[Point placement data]
————————

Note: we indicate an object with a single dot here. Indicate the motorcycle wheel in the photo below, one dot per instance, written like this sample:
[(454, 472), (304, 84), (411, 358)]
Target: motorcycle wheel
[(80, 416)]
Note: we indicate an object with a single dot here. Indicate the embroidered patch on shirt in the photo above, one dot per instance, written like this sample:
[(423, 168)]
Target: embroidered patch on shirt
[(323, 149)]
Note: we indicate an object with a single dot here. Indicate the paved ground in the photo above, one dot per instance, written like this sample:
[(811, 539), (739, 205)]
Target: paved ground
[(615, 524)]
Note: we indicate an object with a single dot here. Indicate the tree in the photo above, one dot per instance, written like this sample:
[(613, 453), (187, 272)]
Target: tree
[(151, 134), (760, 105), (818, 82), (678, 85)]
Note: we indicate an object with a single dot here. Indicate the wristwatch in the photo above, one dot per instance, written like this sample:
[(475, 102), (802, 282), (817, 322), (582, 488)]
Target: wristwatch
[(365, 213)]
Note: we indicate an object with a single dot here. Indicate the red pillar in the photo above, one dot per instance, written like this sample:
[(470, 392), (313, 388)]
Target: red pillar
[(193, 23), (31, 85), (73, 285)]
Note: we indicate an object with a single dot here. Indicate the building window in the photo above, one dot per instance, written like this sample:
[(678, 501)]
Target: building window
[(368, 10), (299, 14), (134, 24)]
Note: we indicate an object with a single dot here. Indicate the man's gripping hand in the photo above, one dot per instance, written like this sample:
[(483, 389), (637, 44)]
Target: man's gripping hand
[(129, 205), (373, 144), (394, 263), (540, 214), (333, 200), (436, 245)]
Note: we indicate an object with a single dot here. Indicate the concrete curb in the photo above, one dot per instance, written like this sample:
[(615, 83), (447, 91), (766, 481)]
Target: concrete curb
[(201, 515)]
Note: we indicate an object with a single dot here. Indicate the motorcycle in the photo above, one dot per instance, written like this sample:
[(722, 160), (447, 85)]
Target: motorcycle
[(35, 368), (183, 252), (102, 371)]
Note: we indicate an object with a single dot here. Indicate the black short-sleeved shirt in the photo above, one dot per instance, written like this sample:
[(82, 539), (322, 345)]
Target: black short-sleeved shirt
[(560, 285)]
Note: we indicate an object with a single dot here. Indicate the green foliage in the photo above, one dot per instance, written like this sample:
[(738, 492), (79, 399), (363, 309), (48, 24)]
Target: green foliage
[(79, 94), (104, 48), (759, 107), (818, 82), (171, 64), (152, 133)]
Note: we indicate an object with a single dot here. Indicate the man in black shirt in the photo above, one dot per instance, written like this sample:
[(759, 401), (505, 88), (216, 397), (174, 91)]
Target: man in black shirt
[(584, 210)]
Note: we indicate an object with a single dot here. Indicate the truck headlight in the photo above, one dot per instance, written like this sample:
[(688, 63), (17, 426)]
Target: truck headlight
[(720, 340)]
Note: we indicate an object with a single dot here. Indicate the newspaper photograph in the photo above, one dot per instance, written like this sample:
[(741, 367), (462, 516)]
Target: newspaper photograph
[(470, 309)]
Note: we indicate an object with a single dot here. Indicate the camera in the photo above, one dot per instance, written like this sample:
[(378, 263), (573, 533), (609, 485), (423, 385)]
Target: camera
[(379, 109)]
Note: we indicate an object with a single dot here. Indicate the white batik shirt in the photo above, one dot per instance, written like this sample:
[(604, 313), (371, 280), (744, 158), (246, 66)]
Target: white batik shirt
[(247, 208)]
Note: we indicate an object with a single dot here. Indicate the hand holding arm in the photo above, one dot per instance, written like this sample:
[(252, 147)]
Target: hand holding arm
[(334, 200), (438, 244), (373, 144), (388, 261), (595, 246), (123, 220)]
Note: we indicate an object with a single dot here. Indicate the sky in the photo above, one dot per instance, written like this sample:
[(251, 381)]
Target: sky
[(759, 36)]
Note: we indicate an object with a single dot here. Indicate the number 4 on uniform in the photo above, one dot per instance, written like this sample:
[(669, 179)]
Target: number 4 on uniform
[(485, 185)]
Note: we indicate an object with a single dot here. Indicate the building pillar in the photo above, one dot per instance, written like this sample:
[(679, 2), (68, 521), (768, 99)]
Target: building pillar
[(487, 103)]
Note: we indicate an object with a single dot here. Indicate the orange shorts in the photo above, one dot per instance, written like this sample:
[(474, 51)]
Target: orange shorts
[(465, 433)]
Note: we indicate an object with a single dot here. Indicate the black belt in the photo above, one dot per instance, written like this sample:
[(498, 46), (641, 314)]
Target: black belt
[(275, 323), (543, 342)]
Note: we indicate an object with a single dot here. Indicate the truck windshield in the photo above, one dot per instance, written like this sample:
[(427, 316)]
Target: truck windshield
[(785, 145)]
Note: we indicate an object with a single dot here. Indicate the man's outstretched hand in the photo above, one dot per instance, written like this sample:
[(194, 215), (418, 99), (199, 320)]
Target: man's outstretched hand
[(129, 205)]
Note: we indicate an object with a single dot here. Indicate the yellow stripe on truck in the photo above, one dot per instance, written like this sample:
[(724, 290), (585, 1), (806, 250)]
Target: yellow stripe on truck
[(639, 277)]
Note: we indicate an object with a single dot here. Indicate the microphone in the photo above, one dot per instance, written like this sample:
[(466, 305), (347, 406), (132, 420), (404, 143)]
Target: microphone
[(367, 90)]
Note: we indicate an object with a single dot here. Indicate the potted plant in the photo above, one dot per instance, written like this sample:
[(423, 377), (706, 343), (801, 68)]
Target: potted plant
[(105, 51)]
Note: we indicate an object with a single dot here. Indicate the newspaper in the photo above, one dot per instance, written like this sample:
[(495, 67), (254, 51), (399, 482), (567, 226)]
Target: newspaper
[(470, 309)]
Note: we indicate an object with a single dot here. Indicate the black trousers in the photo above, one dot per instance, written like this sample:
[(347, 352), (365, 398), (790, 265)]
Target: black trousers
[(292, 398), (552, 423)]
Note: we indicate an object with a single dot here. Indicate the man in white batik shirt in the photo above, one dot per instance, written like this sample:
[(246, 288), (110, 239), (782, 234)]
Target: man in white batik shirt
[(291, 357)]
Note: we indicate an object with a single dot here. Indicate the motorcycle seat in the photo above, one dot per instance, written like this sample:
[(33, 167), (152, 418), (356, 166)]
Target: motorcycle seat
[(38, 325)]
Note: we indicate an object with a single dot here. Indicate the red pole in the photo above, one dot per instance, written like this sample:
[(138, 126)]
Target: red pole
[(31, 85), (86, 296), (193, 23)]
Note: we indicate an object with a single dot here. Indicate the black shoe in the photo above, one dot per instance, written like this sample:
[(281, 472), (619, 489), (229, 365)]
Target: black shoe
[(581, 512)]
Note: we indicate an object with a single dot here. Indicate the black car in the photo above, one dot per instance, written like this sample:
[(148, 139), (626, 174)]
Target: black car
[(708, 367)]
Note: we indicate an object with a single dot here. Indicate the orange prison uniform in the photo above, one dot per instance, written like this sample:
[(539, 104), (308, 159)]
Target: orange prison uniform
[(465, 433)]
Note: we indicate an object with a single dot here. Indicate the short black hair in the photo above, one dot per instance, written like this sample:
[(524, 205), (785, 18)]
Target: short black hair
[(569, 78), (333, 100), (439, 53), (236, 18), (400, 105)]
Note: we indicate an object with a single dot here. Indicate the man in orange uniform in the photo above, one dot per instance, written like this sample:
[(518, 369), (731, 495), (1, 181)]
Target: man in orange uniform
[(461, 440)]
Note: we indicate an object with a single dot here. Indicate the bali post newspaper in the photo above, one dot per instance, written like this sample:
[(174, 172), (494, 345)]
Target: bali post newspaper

————————

● Written exercise
Please update the data above by replacing "single dot" with "single point" and leaving everything else unchanged.

● Exercise solution
Note: we indicate an object with a single point here. Indicate the motorcycle wheel in the photo below, one dot per instance, written like this sample:
[(454, 472), (304, 84), (411, 358)]
Target: motorcycle wheel
[(80, 416)]
Note: we indicate an object with a single point here. Indicate the embroidered patch on shirt in the photo above, one dot per instance, written like this sample:
[(423, 168)]
Target: embroidered patch on shirt
[(323, 149)]
Note: we indicate an object with a single point here. Indicate the paved ground in the photo above, one dot per instance, written like this sample:
[(811, 539), (739, 205)]
Target: paved ground
[(615, 524)]
Note: we indicate an object with a single point here. Indicate the tree in the photo above, one dot per instance, written like this sample:
[(613, 453), (187, 272)]
Target: tree
[(151, 134), (760, 105), (818, 82), (678, 85)]
Note: we indicate an object with a single point here. Indicate the wristwatch in the photo above, one dot per instance, written like this sample:
[(475, 102), (802, 282), (817, 322), (582, 488)]
Target: wristwatch
[(365, 213)]
Note: we indicate an object with a single point here. Indicate the red pillar in the photo above, one dot per instance, written like this sample:
[(470, 392), (313, 388)]
Target: red pillar
[(193, 23), (31, 85), (73, 285)]
Note: we indicate an object with a single point here. Indicate the building window in the photo above, one dot per instance, written like this sample:
[(678, 501)]
Target: building window
[(368, 10), (299, 14), (134, 24)]
Note: we indicate an object with a single point here. Indicate the man's gripping hand in the photo above, one dot per instance, written like this sample:
[(483, 389), (637, 44)]
Target: man's gripping hand
[(129, 205), (373, 144), (394, 263), (540, 214), (333, 200), (436, 245)]
Note: we indicate an object with a single point here. Indicate the concrete curb in the photo above, one dot per instance, written like this sample:
[(615, 83), (447, 91), (766, 481)]
Target: concrete curb
[(201, 515)]
Note: we indicate an object with a single point here. Indicate the motorcycle in the photo above, one dot per instance, written like this sample:
[(722, 160), (447, 85)]
Target: motorcycle
[(35, 368), (183, 252), (102, 371)]
Note: we indicate an object with a single point here. Indicate the black short-sleeved shirt in the photo above, one dot per instance, written like this sample:
[(82, 539), (322, 345)]
Target: black short-sleeved shirt
[(560, 285)]
Note: we indicate an object with a single point here. Indicate the green foliage in the photo above, one dot per instance, written like this sample:
[(738, 492), (79, 399), (363, 309), (48, 24)]
Target: green foliage
[(79, 94), (104, 48), (759, 107), (818, 82), (171, 64), (152, 133)]
Note: we indicate an object with a single point here. Indicate the man in black shirt in the photo above, one dot per instance, written like this sample:
[(759, 401), (505, 88), (216, 397), (174, 91)]
Target: man in black shirt
[(584, 210)]
Note: we indicate an object with a single point here. Indicate the truck headlight in the photo above, one dot per instance, written like this sample:
[(688, 63), (17, 426)]
Target: truck headlight
[(720, 340)]
Note: we indicate an object with a single point here. Indicate the newspaper photograph in the photo above, one dot per instance, written like this sample:
[(741, 367), (462, 516)]
Target: newspaper photograph
[(470, 309)]
Note: we indicate an object with a single point here. Indicate the camera in the photo above, one dot per instance, written like this sample:
[(378, 263), (573, 533), (609, 485), (423, 385)]
Target: camera
[(379, 109)]
Note: we indicate an object with a single point here. Indicate the white batik shirt in the photo above, one dot per instance, written like this sample:
[(604, 313), (371, 280), (744, 158), (246, 66)]
Target: white batik shirt
[(247, 208)]
Note: we indicate an object with a single point here. Indicate the hand holding arm in the photo above, one dot per instance, written like this sample:
[(252, 147)]
Target: hand holding arm
[(334, 200), (438, 244), (373, 144), (388, 261), (595, 246), (123, 220)]
Note: we indicate an object with a single point here. Indicate the sky in the photo above, one dot per instance, written like this sample:
[(251, 381)]
Target: sky
[(759, 36)]
Note: we indicate an object with a single point here. Indicate the number 4 on uniform in the photo above, one dot per instance, written like this sample:
[(669, 179)]
Target: number 4 on uniform
[(485, 185)]
Note: we indicate an object with a single point here. Indicate the building pillar in the photo above, one dot per instance, written like this sample:
[(679, 2), (68, 521), (768, 99)]
Target: building pillar
[(487, 103)]
Note: we indicate an object with a single point here. Indicate the orange shorts in the photo above, one dot per instance, written like this sample:
[(474, 51)]
Target: orange shorts
[(465, 433)]
Note: we indicate an object with a single point here. Indicate the black belt in the photo above, one dot per instance, written like this sample:
[(498, 46), (641, 314)]
Target: black belt
[(275, 323), (543, 342)]
Note: we indicate an object with a single point here. Indicate the truck windshield in the photo above, one dot per instance, written like this sample:
[(427, 316)]
Target: truck windshield
[(785, 145)]
Note: we indicate an object with a single point here. Indicate the man's outstretched hand in the photo above, one dot per instance, written like this sample:
[(194, 215), (418, 99), (199, 320)]
Target: man's outstretched hand
[(129, 205)]
Note: we indicate an object with a single point here. Indicate the yellow stripe on truck in the photo above, one dot per instance, written like this sample:
[(724, 290), (585, 1), (806, 250)]
Target: yellow stripe on truck
[(639, 277)]
Note: we indicate an object with a single point here. Indicate the microphone in the photo above, one dot per instance, written like this sample:
[(466, 305), (347, 406), (132, 420), (404, 143)]
Target: microphone
[(367, 90)]
Note: we indicate an object with a single point here. Indicate the potted plant in the photo above, one dot per instance, written like this sample:
[(423, 377), (706, 343), (801, 68)]
Target: potted plant
[(105, 51)]
Note: we indicate an object with a single point here. Indicate the newspaper in the photo above, one dot per instance, written like this sample:
[(495, 67), (254, 51), (399, 482), (567, 226)]
Target: newspaper
[(470, 309)]
Note: we indicate an object with a single point here. Indicate the black trousers in the photo above, one dot per instance, written like this sample:
[(347, 352), (365, 398), (790, 265)]
Target: black trousers
[(292, 398), (552, 423)]
Note: we indicate an object with a single point here. Indicate the man in white batik shirt in the photo above, one dot per instance, written like this sample:
[(246, 288), (110, 239), (782, 234)]
Target: man in white batik shirt
[(291, 357)]
Note: we indicate an object with a single point here. Indicate the motorcycle seat in the photo above, one dot per instance, written like this sample:
[(33, 167), (152, 418), (356, 166)]
Target: motorcycle seat
[(38, 325)]
Note: we indicate an object with a single point here. Indicate the red pole in the photo above, one dot per instance, written like this sample:
[(138, 126)]
Target: red pole
[(31, 85), (86, 296), (193, 23)]
Note: we indicate an object with a single point here. Indicate the black shoe in the photo above, one dot per instance, written like this sample:
[(281, 472), (619, 489), (229, 365)]
Target: black shoe
[(581, 512)]
Note: we indicate an object with a single point here. Indicate the black car in the photo above, one dot per instance, written like this sample:
[(148, 139), (626, 174)]
Target: black car
[(708, 367)]
Note: we indicate an object with a single point here. Indicate the orange prison uniform in the photo above, one dot per instance, written like this sample:
[(539, 104), (308, 159)]
Target: orange prison uniform
[(465, 433)]
Note: we indicate an object with a single point here. Indicate the short black hair in the photo above, one dot per instance, written like this sample:
[(524, 205), (785, 18)]
Target: short black hair
[(569, 78), (333, 100), (439, 53), (236, 18), (400, 105)]
Note: we indicate an object with a single point here. Indicate the man in orange uniform in the photo above, one dot per instance, written like this sample:
[(518, 369), (731, 495), (1, 181)]
Target: man in orange uniform
[(461, 440)]
Note: we indicate an object with a single point here. Indicate the bali post newspaper in the photo above, one dot per instance, written like this sample:
[(174, 172), (494, 345)]
Target: bali post newspaper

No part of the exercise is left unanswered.